=== WHAT TO WORK ON ===
(1) Answer these questions about the post on detecting branched polygon shapes:
(a) What formula does the post give for mean width?
(b) What three problems does the author say converting the polygons to raster would cause?
(c) In what language does the author plan to implement the suggested solutions?
(2) Does each statement agree with the post on detecting branched polygon shapes? Answer yes or no and quote the deciding words.
(a) The author's polygons form a continuous coverage.
(b) The Fractal Dimension index uses parameters besides area and perimeter.
(c) Polygon B is drawn as a straight strip.

=== SOURCE TEXT ===
# Detecting branched polygon shape?

I have a vector layer with millions of polygons making continuous coverage. I need to classify them according to their shape. I am already using several shape indexes from landscape ecology like compactness (4piA/P^2), mean width (2A/P), shape number (P/sqrt(A)), I also saw this answer to Calculating roundness/compactness of polygon?

My problem is that all these metrics are using some ratio of area and perimeter only. Even the Fractal Dimension index is using only area and perimeter (2ln(0.25P)/ln(A)). But how can I distinguish two polygons with the same area and perimeter but absolutely different shape? Like this branched polygon A: which I tried to draw with the same area and perimeter as curved strip B. All my known indexes will be the same for them. But for me it's very important to differentiate simple strips (including curved like new moon) from complex branched shapes.

I intentionally show the polygon B as a curved strip and not a straight strip because I am aware of Related Circumcircle index which detects straight elongated shapes but my polygons may have also the same circumcircles. Even if I construct Convex hull and calculate a ratio of areas Apolygon/Aconvex, it may be very similar here.

So, how can I clearly distinguish branched polygon A from polygon B in vector data automatically? (Converting them to raster would require extremely small cell size, enormous dataset and a lack of memory, so it is not possible). Are there other shape indexes which include other parameters? Ideally, the method would distinguish not only clearly branched polygons but even C and D: My only idea is to construct the convex hull then erase the polygon from it's convex hull and count the number of (big) pieces it leaves (erasing polygon by polygon and not the entire layer). This could show the border complexity.

I welcome mathematical solutions/algorithms, which I would later implement in Python.

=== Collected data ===
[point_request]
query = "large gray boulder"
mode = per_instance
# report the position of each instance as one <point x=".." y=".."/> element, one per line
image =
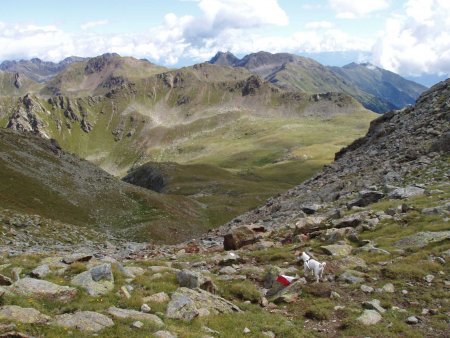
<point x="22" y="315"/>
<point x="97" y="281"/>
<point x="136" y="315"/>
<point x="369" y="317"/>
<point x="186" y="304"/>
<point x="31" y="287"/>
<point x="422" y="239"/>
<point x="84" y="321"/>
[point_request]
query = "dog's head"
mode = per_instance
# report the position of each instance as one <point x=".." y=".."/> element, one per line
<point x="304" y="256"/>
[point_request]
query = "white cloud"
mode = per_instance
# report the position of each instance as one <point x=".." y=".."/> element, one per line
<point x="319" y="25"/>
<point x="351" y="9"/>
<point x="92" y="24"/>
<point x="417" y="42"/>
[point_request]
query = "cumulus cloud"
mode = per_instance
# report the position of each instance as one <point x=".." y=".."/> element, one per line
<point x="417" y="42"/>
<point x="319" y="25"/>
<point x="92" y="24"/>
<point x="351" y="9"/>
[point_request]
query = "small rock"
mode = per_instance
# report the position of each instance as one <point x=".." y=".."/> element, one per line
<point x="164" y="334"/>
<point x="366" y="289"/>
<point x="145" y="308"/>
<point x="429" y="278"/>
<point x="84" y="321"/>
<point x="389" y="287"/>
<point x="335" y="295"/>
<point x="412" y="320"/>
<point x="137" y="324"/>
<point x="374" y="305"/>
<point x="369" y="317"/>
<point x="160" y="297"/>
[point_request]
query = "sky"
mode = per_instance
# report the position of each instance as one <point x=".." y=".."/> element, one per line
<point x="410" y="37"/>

==

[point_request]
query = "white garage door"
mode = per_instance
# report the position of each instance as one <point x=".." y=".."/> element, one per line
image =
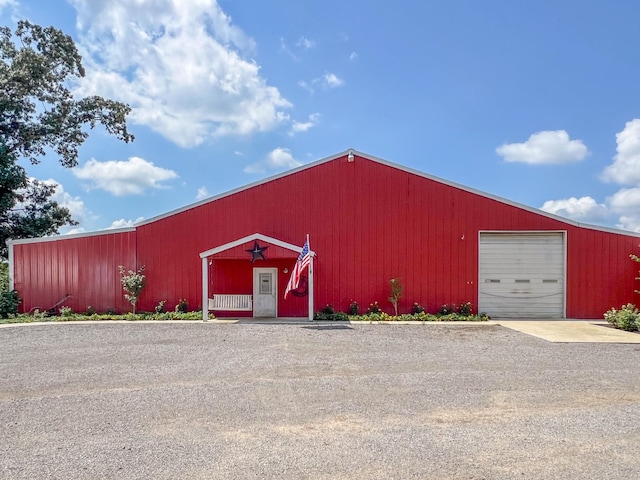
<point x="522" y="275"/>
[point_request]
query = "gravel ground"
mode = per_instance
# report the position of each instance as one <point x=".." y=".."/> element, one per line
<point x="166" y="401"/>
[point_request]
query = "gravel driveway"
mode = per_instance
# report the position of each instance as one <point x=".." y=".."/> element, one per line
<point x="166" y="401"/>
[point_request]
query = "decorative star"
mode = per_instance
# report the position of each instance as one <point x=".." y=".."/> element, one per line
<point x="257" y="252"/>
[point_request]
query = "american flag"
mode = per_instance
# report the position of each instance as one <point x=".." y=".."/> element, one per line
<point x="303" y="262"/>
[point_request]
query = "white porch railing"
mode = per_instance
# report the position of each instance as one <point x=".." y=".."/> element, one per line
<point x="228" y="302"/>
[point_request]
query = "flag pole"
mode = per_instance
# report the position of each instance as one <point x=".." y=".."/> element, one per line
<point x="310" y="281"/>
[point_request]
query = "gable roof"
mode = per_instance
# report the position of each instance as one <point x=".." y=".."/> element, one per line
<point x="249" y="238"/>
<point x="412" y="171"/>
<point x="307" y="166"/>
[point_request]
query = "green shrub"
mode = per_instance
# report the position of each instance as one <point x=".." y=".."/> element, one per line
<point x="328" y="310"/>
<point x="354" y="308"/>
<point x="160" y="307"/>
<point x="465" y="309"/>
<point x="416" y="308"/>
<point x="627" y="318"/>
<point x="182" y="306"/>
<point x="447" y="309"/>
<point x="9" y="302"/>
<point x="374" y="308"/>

=== SOLUTIONS BY TASK ===
(1)
(a) 2A/P
(b) It would require an extremely small cell size, an enormous dataset, and a lack of memory.
(c) Python

(2)
(a) Yes: "I have a vector layer with millions of polygons making continuous coverage."
(b) No: "Even the Fractal Dimension index is using only area and perimeter"
(c) No: "I intentionally show the polygon B as a curved strip and not a straight strip"